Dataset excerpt
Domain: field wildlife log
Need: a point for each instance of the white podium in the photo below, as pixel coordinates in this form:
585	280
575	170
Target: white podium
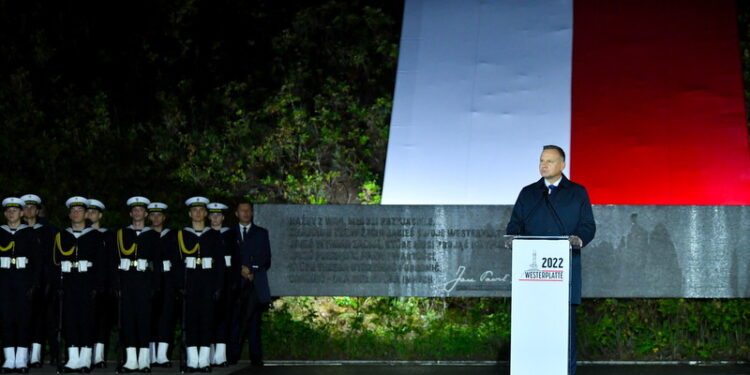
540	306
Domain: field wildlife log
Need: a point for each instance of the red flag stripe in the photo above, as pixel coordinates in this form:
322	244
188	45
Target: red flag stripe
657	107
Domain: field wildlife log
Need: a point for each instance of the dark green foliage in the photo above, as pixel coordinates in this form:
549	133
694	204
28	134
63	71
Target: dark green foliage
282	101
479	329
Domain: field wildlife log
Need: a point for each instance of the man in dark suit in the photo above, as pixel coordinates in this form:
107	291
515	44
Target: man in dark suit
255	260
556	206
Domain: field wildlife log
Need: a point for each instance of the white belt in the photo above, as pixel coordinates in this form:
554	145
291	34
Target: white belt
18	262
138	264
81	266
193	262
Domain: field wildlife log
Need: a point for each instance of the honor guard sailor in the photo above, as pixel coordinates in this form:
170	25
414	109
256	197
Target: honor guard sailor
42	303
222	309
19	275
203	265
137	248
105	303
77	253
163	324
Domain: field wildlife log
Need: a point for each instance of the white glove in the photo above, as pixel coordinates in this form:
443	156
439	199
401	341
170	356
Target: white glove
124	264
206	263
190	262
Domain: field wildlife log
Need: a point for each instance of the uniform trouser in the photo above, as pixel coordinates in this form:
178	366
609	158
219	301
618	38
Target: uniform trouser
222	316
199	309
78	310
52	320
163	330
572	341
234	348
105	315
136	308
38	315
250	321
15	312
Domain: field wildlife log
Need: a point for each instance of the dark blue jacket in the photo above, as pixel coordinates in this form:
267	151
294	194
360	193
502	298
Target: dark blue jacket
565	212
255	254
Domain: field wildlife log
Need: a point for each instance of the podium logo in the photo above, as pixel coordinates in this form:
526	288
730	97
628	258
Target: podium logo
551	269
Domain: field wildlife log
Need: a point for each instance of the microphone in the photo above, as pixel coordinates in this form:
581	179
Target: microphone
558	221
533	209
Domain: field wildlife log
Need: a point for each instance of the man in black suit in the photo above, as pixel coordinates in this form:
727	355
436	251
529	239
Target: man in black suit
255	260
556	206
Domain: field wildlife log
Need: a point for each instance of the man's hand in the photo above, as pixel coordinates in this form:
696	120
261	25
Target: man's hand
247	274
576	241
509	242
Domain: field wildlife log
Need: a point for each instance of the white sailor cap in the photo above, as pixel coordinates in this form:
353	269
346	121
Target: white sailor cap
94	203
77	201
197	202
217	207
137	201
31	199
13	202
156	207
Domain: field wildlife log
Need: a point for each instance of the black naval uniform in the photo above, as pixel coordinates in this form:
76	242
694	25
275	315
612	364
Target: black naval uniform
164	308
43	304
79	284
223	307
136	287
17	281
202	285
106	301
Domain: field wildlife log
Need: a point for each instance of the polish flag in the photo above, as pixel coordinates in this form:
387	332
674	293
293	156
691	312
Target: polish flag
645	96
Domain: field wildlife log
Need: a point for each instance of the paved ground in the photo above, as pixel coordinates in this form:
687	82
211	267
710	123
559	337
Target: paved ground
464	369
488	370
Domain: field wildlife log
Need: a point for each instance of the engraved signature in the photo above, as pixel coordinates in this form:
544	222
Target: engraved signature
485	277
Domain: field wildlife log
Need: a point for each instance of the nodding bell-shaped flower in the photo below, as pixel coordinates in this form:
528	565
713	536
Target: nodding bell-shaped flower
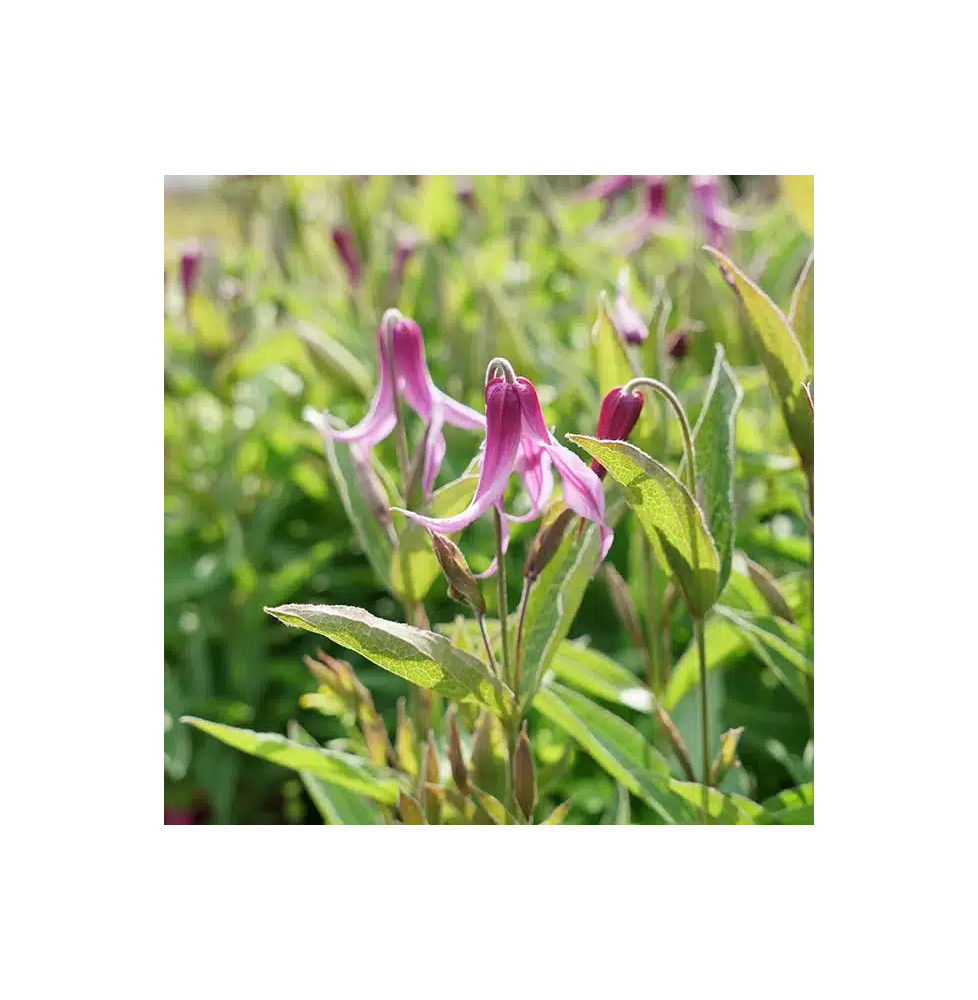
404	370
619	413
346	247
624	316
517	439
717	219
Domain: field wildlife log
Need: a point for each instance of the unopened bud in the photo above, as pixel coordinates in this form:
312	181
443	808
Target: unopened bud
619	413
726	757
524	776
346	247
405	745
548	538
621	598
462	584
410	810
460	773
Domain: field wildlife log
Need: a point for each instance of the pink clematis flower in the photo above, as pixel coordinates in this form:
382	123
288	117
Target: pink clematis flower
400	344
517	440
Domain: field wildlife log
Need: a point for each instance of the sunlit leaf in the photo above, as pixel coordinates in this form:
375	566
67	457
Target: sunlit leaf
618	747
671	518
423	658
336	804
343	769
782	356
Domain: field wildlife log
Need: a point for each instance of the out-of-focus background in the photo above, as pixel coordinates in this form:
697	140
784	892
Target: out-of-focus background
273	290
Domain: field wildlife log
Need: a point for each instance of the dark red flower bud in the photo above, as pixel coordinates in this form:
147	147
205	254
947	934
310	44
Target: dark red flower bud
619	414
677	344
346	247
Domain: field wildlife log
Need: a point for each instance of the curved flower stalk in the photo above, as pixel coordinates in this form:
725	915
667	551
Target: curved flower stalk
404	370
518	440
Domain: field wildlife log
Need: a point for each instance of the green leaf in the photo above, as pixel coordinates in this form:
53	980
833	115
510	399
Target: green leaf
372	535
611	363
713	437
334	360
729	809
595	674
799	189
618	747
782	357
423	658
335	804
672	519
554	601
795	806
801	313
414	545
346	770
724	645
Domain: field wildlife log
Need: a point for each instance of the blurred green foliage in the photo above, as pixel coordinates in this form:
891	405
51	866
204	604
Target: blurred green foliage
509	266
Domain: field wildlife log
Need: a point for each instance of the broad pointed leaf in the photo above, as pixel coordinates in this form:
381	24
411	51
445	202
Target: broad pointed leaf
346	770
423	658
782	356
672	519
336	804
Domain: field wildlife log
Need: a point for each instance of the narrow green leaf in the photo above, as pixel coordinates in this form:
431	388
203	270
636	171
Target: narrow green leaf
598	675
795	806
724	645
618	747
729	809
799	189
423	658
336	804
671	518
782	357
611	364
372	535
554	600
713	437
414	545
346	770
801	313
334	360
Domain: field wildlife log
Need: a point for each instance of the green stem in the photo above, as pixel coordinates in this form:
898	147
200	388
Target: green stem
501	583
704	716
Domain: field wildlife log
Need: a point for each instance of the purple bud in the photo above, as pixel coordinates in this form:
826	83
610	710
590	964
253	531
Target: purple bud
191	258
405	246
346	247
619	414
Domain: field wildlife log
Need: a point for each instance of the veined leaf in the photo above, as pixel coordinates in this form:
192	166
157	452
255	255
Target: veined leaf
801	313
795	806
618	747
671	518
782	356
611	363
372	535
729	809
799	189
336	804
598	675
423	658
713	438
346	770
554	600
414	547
* * *
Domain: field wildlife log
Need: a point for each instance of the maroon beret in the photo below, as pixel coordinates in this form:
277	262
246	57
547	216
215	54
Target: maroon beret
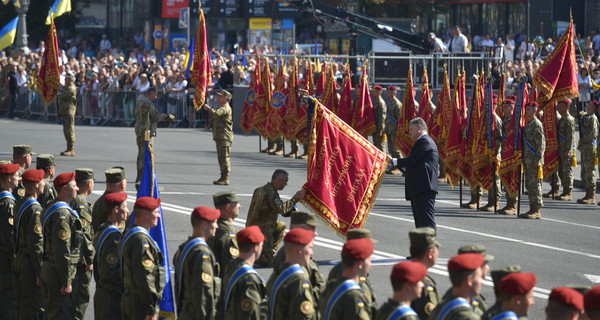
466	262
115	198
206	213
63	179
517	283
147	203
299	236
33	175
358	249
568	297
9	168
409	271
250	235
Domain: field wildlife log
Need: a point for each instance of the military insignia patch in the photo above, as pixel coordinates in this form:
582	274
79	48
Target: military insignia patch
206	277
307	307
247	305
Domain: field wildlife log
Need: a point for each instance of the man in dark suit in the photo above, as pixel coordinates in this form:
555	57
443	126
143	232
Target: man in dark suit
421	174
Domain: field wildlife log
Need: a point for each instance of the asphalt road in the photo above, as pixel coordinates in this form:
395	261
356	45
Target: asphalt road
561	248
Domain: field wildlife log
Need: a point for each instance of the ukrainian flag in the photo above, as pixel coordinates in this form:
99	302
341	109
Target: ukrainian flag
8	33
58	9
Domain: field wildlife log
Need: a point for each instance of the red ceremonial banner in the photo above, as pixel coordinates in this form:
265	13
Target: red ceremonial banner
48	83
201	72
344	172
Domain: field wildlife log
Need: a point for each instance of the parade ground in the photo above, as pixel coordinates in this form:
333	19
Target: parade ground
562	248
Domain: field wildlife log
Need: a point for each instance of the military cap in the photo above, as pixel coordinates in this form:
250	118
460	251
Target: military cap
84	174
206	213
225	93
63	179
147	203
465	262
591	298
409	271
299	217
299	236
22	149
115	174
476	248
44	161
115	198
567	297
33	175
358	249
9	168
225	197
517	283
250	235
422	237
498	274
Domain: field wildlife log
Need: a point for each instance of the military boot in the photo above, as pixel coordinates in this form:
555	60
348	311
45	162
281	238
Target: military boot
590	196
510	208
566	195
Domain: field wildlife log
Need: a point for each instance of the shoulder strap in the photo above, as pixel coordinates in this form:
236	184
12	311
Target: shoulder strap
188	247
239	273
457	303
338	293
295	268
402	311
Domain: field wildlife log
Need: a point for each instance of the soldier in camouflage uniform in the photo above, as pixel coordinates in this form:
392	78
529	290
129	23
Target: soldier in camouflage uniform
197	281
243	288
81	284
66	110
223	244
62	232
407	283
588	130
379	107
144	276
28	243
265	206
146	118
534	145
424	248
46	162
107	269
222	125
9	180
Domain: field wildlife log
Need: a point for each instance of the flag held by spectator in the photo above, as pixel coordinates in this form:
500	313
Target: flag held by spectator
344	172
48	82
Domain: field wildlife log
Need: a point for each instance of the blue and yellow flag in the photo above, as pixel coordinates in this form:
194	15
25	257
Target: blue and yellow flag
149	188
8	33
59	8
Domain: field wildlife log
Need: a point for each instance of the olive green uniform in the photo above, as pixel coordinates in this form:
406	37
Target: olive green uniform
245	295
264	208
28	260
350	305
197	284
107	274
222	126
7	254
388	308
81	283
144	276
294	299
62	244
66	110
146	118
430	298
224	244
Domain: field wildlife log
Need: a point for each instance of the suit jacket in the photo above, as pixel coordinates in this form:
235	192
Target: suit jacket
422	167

What the exercise asks: Return each line of the rows above that contains the string "naval", matching case exactly.

Right answer:
Need: a point for each instance of the black naval uniform in the photo above, as pixel coordinates in this form:
Target: black naval uniform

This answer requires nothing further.